Data for the task >>
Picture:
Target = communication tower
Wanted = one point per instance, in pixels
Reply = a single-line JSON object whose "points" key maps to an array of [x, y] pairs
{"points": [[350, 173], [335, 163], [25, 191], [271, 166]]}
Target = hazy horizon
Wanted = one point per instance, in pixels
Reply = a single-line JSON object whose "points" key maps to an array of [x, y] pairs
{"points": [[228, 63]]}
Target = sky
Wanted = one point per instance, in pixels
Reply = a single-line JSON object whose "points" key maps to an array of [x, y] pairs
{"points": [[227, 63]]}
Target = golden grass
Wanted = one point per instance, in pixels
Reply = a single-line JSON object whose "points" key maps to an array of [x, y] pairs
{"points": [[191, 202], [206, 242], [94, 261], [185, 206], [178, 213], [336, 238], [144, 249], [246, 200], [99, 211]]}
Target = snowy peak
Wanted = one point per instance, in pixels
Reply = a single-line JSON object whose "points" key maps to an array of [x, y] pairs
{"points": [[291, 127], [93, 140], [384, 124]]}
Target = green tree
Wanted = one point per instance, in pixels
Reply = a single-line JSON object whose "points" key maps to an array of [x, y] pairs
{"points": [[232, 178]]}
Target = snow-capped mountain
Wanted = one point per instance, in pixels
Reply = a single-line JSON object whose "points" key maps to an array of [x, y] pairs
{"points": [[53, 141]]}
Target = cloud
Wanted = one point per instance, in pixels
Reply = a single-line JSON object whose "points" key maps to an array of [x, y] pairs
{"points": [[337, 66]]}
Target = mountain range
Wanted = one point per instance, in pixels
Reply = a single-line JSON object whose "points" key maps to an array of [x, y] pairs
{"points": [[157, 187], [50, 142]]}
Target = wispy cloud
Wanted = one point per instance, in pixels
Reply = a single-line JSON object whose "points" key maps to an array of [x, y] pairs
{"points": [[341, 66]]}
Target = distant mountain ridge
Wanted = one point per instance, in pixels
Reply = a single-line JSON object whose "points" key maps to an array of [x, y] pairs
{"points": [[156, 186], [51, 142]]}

Directions for this task >> Exactly as shown, output all of the material above.

Exercise result >>
Picture:
Target = communication tower
Wanted = one point per instance, in pixels
Reply = a single-line JSON object whose "points" key maps to an array of [x, y] pairs
{"points": [[350, 173], [335, 163], [25, 191], [271, 166]]}
Target = hazy horizon
Wanted = one point per instance, in pixels
Reply = a single-line JSON object whose "points" key maps to an array of [x, y] pairs
{"points": [[228, 63]]}
Target = sky
Wanted = one point per instance, in pixels
Reply = a single-line JSON object whose "points" key maps to an array of [x, y] pairs
{"points": [[227, 63]]}
Target = golden grass
Wanted = one point per instance, in pixels
Reply = a single-line JSON object whose "points" key maps to an array of [x, y] pairs
{"points": [[191, 202], [206, 242], [94, 261], [185, 206], [178, 213], [336, 238], [144, 249], [246, 200], [99, 211]]}
Target = snowy peak
Wanted = one point per instance, in pixels
Reply = a single-line JSON object whose "points" key maps to an array of [x, y] pairs
{"points": [[291, 127], [93, 140], [384, 124]]}
Target = green tree
Wanted = one point per instance, in pixels
Reply = a single-line JSON object whose "points" key maps to an array of [x, y] pairs
{"points": [[232, 178]]}
Target = snow-capped mountain
Wanted = one point per instance, in pixels
Reply = a single-line JSON object whose "points" key maps to an array of [x, y] pairs
{"points": [[53, 141]]}
Target = cloud
Wanted = one point per instance, in pixels
Reply = a single-line JSON object whose "points" key maps to an array of [x, y] pairs
{"points": [[337, 66]]}
Target = mountain range
Wanted = one point per instance, in pixels
Reply = a single-line JSON object whose "points" key maps to an array of [x, y] pairs
{"points": [[157, 187], [50, 142]]}
Target = wispy cloud
Wanted = one point per instance, in pixels
Reply = a single-line JSON object whose "points" key maps to an array of [x, y] pairs
{"points": [[341, 66]]}
Target = distant mountain ridge
Wanted = one point per instance, in pixels
Reply = a single-line JSON object whose "points" key maps to an array of [x, y] pairs
{"points": [[156, 186], [51, 142]]}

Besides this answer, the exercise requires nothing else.